=== Data ===
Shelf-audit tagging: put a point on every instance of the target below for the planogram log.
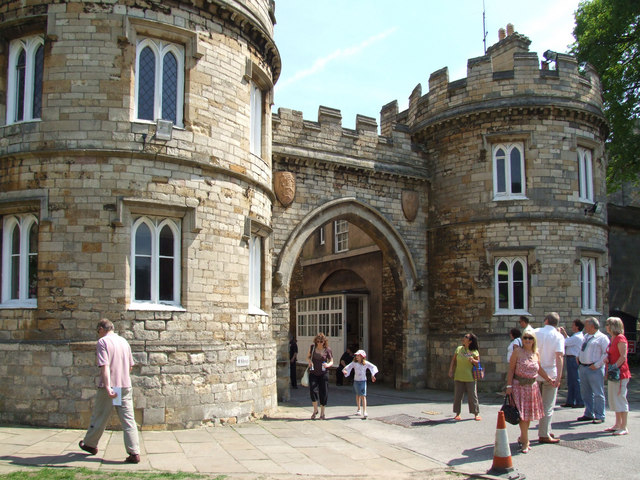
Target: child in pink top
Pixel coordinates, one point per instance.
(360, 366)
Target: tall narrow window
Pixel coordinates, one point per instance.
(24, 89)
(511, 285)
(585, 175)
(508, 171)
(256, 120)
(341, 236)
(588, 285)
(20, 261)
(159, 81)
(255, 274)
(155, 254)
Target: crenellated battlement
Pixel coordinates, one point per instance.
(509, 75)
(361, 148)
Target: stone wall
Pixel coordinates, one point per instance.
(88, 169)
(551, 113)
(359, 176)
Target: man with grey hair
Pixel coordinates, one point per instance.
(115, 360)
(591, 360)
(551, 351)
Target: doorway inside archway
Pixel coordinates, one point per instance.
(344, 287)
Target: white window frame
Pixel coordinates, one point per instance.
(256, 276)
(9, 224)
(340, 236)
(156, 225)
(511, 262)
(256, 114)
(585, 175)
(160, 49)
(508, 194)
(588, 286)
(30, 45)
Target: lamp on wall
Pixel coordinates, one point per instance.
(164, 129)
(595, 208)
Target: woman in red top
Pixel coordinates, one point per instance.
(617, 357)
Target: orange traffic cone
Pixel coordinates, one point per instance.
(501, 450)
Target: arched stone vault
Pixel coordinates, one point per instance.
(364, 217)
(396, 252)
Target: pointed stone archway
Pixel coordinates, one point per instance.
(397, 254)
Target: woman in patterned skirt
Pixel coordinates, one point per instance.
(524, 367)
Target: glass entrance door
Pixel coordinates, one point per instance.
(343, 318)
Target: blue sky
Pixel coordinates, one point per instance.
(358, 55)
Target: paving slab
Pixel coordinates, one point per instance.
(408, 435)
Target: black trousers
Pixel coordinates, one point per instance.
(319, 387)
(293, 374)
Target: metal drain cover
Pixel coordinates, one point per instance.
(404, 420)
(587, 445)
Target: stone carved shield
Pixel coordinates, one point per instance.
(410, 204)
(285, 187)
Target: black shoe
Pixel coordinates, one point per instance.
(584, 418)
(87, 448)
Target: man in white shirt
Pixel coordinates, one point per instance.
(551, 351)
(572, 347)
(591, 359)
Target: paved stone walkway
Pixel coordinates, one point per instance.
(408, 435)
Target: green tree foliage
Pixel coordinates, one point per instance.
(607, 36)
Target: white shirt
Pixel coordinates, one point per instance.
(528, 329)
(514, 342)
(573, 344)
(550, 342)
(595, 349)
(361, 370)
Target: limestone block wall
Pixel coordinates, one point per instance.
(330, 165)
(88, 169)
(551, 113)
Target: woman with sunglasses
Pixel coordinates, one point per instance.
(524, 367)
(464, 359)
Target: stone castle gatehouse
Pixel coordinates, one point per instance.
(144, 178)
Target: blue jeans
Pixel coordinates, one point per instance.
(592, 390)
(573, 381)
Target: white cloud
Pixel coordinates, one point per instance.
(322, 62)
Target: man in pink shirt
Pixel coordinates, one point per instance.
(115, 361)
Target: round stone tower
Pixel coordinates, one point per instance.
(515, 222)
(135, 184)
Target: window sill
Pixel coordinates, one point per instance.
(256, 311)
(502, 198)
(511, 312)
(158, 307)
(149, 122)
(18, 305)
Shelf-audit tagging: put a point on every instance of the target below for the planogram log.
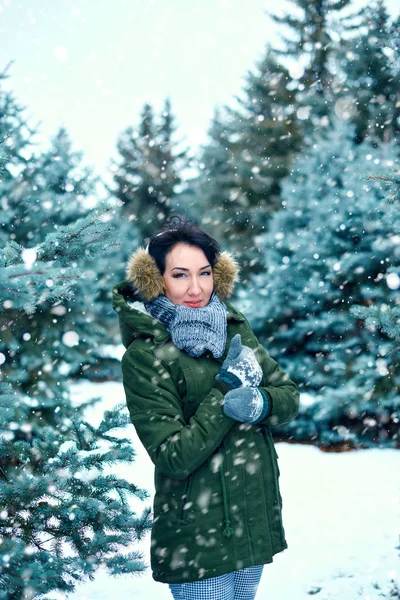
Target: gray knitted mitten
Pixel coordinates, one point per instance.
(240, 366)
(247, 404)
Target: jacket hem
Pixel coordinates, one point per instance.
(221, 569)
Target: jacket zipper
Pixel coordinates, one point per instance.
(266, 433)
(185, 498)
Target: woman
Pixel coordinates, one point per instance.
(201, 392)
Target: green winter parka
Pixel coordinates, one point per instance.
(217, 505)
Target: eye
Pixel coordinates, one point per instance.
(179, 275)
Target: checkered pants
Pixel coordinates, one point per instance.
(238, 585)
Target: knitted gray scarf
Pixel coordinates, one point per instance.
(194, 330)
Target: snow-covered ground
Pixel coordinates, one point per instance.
===
Exercise goal:
Express every line of the records above as a JSON list of strings, one string per line, leaving out blank lines and the pictures.

Correct answer:
[
  "Shelf-audit tagging: put a point on every instance of the target below for the planogram log.",
  "Target: child in pink top",
  "Pixel coordinates, one point per instance.",
  "(360, 366)",
  "Target: tall narrow window",
  "Pixel coordinates, one point per instance.",
  "(24, 89)",
  "(511, 285)",
  "(585, 175)",
  "(508, 171)",
  "(256, 120)",
  "(341, 236)",
  "(588, 285)",
  "(20, 261)",
  "(159, 81)",
  "(255, 274)",
  "(155, 254)",
  "Target: crenellated battlement",
  "Pixel coordinates, one point per instance.",
  "(509, 75)",
  "(361, 148)",
  "Target: stone wall",
  "Pixel coordinates, one point per instance.",
  "(88, 169)",
  "(551, 113)",
  "(359, 176)",
  "Target: man with grey hair",
  "Pixel coordinates, one point per instance.",
  "(115, 360)",
  "(591, 360)",
  "(551, 351)",
  "Target: doorway inside archway",
  "Pixel coordinates, one point per instance.",
  "(344, 287)",
  "Target: white window frame",
  "Pixel coordinates, one point per instance.",
  "(256, 276)",
  "(9, 224)",
  "(340, 236)",
  "(156, 225)",
  "(511, 262)",
  "(256, 114)",
  "(585, 175)",
  "(160, 49)",
  "(508, 194)",
  "(588, 286)",
  "(30, 45)",
  "Target: lamp on wall",
  "Pixel coordinates, one point per instance.",
  "(164, 129)",
  "(595, 208)",
  "Target: woman in red top",
  "Pixel coordinates, one point per instance.",
  "(617, 357)",
  "Target: orange traffic cone",
  "Pixel coordinates, one point per instance.",
  "(501, 450)",
  "Target: arched stone vault",
  "Pixel coordinates, one point per instance.",
  "(364, 217)",
  "(396, 252)",
  "Target: pointed stone archway",
  "Pixel coordinates, one point per instance.",
  "(397, 254)",
  "Target: woman in patterned skirt",
  "Pixel coordinates, one point per instance.",
  "(524, 367)",
  "Target: glass entrance door",
  "Pixel coordinates, one point per instance.",
  "(343, 318)",
  "Target: blue sky",
  "Pixel coordinates, one point per instance.",
  "(358, 55)",
  "Target: paving slab",
  "Pixel coordinates, one point per instance.",
  "(408, 435)",
  "Target: black trousers",
  "Pixel coordinates, one point per instance.",
  "(319, 387)",
  "(293, 374)",
  "Target: metal drain cover",
  "Pixel coordinates, one point per instance.",
  "(404, 420)",
  "(587, 445)",
  "Target: stone carved shield",
  "Pixel coordinates, one point per instance.",
  "(410, 204)",
  "(285, 187)",
  "Target: black shoe",
  "Pixel coordinates, one point per instance.",
  "(584, 418)",
  "(87, 448)",
  "Target: man in white shirt",
  "Pixel coordinates, one point per instance.",
  "(551, 351)",
  "(572, 347)",
  "(591, 359)",
  "Target: paved stone walkway",
  "Pixel coordinates, one point per instance.",
  "(408, 435)",
  "Target: green tree foliage",
  "Pixel coordinates, one point per instance.",
  "(607, 36)",
  "Target: white shirt",
  "Pixel coordinates, one point per instance.",
  "(528, 329)",
  "(514, 342)",
  "(573, 344)",
  "(550, 342)",
  "(595, 349)",
  "(361, 370)",
  "Target: limestone block wall",
  "Pixel coordinates, one point per instance.",
  "(330, 165)",
  "(88, 169)",
  "(551, 113)",
  "Target: woman with sunglasses",
  "Pixel coordinates, one point per instance.",
  "(524, 367)",
  "(464, 359)",
  "Target: stone castle gatehouse",
  "Pixel coordinates, one point per instance.",
  "(144, 178)",
  "Target: blue jeans",
  "Pixel coordinates, one point per instance.",
  "(592, 390)",
  "(573, 381)",
  "Target: white cloud",
  "Pixel coordinates, one point per instance.",
  "(322, 62)",
  "Target: man in pink shirt",
  "Pixel coordinates, one point per instance.",
  "(115, 361)",
  "Target: round stone tower",
  "Pixel coordinates, one point per instance.",
  "(515, 222)",
  "(135, 184)",
  "Target: window sill",
  "Pixel coordinates, one point per instance.",
  "(256, 311)",
  "(502, 198)",
  "(511, 312)",
  "(158, 307)",
  "(149, 122)",
  "(18, 305)",
  "Shelf-audit tagging: put a point on every instance of the target below for the planogram log.",
  "Target: gray knitted mitten",
  "Pixel coordinates, one point per instance.",
  "(240, 366)",
  "(247, 404)",
  "Target: jacket hem",
  "Pixel coordinates, one point per instance.",
  "(221, 569)",
  "Target: jacket zipper",
  "Pixel coordinates, one point per instance.",
  "(266, 433)",
  "(185, 498)",
  "Target: woman",
  "Pixel coordinates, one point per instance.",
  "(201, 392)",
  "Target: green winter parka",
  "Pixel coordinates, one point per instance.",
  "(217, 505)",
  "Target: eye",
  "Pixel coordinates, one point per instance.",
  "(179, 275)",
  "Target: checkered pants",
  "Pixel coordinates, one point per instance.",
  "(238, 585)",
  "Target: knitted gray scarf",
  "Pixel coordinates, one point per instance.",
  "(194, 330)",
  "Target: snow-covered ground",
  "Pixel coordinates, one point per instance."
]